Texte support ->
• • • • • • •

Ce 2 octobre 2025, la vedette annoncée était Luan Góes, mais force est de reconnaître que Mme Claude, la percussionniste lunaire et précise aux faux airs de Yolande Moreau, lui a souvent volé la vedette. « Ho nell petto un cor si forte » d’Antonio Vivaldi permet ainsi à la musicienne de claquer un solo de psaltérion qui saisit l’assistance. La voix prend ensuite le lead en donnant la parole à Giustino, l’ex-laboureur devenu soldat et personnage-titre d’un opéra d’Antonio Vivaldi. Le militaire, arrivé à un nouveau tournant de sa vie, conclut le deuxième acte en déclarant son amour à Leocasta. En bon porte-voix de ses sentiments, le contreténor profite habilement des changements d’humeur de la partition pour osciller entre
- l’affirmation,
- le chagrin et
- le désir d’aller plus loin pour devenir soi.
On salue la volonté
- de raconter,
- d’être expressif donc excessif, et
- d’accompagner les fluctuations de caractère de cet air imposant.
De Partenope, opéra en trois actes de Georg Friedrich Händel, ne subsiste guère dans la mémoire des mélomanes que « Furibondo spira il vento ». Dans une histoire embrouillée où tout le monde veut plus ou moins épouser une reine tout en multipliant les conquêtes, Arsace – qui perdra le fight in fine – confie que, comme une tempête peut secouer terre et ciel, son âme est bouleversée par un chagrin profond. Derrière l’effet de la machine à vent (Michèle Claude, toujours), cet extrait permet à Luan Góes d’étinceler
- en associant déclamation extravertie et recherche de précision,
- en tenant le tempo et les décibels par la bride pour mieux exploser ensuite, et
- en soignant
- la ligne des vocalises,
- le tuilage des registres, ainsi que
- la complémentarité entre moments de suspension et moments de fureur explosive.
Malheureusement, après la mi-temps, Ève Ruggieri revient causer, offrant un florilège d’approximations consternantes et de traits d’humour foireux afin d’évoquer les castrats
- (« les braves curés font chanter les enfants – enfin, ceux qui ont survécu »,
- « je crois que c’est un pape, Léon X ou quelque chose comme ça »,
- « quand on a un très bon ministre en France, on le déteste »,
- « le roi Philippe V, c’est vraiment une fin de race », etc.).

• • • • • • •

Données fournies ->

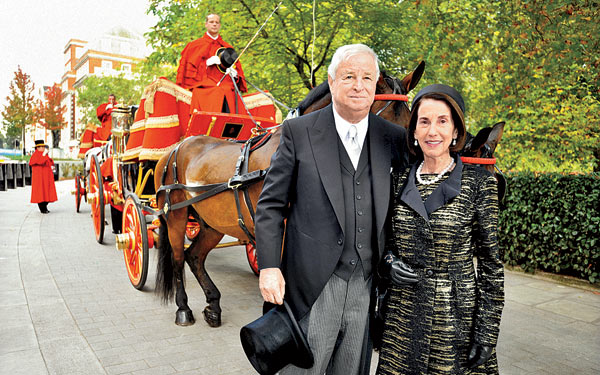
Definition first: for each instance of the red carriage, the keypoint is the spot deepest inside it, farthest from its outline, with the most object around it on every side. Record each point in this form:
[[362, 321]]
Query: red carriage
[[120, 173]]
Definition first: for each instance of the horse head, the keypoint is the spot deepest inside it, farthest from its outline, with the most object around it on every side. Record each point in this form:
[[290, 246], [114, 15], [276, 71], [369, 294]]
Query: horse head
[[481, 147], [399, 112]]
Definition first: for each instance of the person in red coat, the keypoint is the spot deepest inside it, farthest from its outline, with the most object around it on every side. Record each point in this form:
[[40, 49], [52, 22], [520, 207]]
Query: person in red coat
[[103, 112], [43, 190], [200, 69]]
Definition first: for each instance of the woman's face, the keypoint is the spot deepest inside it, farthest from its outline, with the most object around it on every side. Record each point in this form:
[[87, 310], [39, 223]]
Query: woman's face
[[435, 128]]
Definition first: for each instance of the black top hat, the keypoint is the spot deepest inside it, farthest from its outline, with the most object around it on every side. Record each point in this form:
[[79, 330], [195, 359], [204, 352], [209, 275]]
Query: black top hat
[[227, 57], [275, 340]]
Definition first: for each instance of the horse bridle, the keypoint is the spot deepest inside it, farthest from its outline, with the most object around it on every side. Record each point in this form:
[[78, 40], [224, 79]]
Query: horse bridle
[[394, 96]]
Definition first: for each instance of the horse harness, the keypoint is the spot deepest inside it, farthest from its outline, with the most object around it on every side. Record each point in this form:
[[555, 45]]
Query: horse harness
[[241, 180]]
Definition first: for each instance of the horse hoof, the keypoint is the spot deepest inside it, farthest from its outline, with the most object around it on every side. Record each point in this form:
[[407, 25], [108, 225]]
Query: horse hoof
[[184, 318], [212, 318]]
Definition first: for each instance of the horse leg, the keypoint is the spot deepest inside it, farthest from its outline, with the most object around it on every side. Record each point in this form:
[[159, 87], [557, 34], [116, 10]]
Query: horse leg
[[195, 257], [170, 270]]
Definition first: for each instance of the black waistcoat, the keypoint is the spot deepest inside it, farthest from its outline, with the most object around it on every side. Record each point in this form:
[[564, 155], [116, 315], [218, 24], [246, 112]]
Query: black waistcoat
[[358, 203]]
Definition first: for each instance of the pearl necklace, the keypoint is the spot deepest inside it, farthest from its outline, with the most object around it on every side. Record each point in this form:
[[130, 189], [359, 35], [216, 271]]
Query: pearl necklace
[[436, 179]]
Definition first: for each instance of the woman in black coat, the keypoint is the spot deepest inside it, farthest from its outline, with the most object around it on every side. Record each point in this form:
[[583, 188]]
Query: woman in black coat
[[442, 316]]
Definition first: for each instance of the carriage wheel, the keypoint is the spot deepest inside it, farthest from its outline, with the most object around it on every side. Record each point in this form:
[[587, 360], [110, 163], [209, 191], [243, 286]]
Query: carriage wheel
[[136, 252], [251, 255], [79, 192], [97, 203], [84, 179]]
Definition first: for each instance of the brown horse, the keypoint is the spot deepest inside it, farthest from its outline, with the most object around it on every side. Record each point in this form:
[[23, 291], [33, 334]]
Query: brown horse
[[205, 160]]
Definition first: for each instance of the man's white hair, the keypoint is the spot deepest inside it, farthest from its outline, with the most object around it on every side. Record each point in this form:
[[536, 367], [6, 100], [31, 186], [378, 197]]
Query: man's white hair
[[345, 52]]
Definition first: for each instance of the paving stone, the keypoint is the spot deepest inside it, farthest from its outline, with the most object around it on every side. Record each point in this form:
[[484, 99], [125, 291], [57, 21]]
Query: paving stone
[[80, 292], [126, 367], [23, 362], [572, 309]]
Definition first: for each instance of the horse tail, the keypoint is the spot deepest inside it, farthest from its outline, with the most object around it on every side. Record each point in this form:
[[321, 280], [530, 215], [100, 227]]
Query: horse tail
[[165, 275]]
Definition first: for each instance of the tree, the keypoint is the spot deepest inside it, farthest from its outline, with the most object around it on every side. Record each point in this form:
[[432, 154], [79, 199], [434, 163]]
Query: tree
[[49, 114], [19, 113], [533, 64], [95, 90], [289, 56]]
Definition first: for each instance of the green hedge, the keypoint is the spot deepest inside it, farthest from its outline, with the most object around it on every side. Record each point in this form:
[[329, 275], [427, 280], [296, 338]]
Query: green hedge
[[551, 222]]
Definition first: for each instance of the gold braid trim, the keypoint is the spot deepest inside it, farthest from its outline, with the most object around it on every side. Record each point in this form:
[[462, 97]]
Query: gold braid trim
[[167, 87], [154, 153], [162, 122], [257, 100], [138, 126], [132, 154]]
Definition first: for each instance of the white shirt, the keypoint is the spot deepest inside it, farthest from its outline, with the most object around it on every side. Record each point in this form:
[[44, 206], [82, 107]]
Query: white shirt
[[342, 126]]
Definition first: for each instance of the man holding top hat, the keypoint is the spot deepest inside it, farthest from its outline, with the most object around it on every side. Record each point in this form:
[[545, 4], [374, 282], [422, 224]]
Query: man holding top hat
[[327, 193], [43, 190], [203, 63]]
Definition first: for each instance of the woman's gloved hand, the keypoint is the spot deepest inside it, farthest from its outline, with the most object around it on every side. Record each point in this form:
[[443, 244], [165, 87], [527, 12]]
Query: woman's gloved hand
[[397, 271], [479, 354]]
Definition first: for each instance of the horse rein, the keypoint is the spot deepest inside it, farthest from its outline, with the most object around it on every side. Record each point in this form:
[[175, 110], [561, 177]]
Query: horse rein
[[391, 97]]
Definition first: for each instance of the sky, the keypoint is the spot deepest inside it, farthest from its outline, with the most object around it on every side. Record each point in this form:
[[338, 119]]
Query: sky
[[34, 33]]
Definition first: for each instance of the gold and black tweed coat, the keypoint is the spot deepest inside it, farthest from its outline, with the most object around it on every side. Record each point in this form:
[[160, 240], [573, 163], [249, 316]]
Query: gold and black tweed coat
[[438, 230]]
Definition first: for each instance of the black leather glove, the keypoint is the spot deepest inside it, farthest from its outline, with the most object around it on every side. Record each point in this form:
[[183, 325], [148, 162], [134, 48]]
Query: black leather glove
[[397, 271], [479, 354]]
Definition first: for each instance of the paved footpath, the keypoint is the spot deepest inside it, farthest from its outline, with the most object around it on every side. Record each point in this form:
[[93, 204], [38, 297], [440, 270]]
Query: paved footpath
[[67, 307]]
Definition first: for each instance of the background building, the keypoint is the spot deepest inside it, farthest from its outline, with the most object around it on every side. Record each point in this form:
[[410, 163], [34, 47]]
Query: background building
[[118, 51]]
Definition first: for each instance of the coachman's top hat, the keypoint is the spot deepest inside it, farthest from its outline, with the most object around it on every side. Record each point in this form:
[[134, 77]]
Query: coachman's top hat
[[227, 57], [275, 340]]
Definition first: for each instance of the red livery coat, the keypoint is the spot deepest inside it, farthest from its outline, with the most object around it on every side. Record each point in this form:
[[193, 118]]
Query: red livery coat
[[42, 178], [193, 74]]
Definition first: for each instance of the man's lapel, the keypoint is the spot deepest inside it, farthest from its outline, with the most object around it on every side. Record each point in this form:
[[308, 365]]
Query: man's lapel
[[323, 139], [380, 155]]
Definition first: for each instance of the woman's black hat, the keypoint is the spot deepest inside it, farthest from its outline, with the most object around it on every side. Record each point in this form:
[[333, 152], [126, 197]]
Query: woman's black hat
[[275, 340]]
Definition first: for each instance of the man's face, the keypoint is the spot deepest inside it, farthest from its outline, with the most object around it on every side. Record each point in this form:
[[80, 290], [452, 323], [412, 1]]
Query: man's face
[[353, 89], [213, 24]]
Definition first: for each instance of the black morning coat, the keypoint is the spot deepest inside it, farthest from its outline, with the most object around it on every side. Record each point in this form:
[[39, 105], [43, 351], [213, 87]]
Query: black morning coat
[[304, 186]]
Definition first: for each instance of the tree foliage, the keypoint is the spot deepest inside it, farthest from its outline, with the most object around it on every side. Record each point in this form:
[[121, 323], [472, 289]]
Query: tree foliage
[[50, 113], [19, 113], [534, 64], [95, 90]]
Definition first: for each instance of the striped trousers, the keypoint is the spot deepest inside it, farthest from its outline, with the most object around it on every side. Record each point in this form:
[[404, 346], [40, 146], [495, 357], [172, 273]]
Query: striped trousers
[[337, 328]]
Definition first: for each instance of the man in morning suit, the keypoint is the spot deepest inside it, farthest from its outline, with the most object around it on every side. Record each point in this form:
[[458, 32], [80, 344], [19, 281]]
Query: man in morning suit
[[330, 178]]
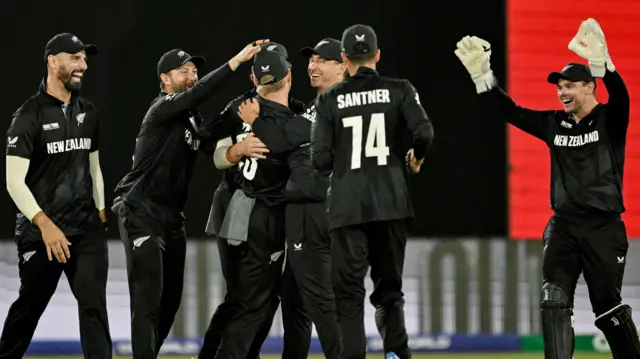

• • • • • • •

Consigne -> Recopiez à l'identique, dans le compte rendu de concert, le passage qui va de « Ce 2 octobre » jusqu'à « pour devenir soi. » inclus.

Zone de réponse ->
Ce 2 octobre 2025, la vedette annoncée était Luan Góes, mais force est de reconnaître que Mme Claude, la percussionniste lunaire et précise aux faux airs de Yolande Moreau, lui a souvent volé la vedette. « Ho nell petto un cor si forte » d’Antonio Vivaldi permet ainsi à la musicienne de claquer un solo de psaltérion qui saisit l’assistance. La voix prend ensuite le lead en donnant la parole à Giustino, l’ex-laboureur devenu soldat et personnage-titre d’un opéra d’Antonio Vivaldi. Le militaire, arrivé à un nouveau tournant de sa vie, conclut le deuxième acte en déclarant son amour à Leocasta. En bon porte-voix de ses sentiments, le contreténor profite habilement des changements d’humeur de la partition pour osciller entre
- l’affirmation,
- le chagrin et
- le désir d’aller plus loin pour devenir soi.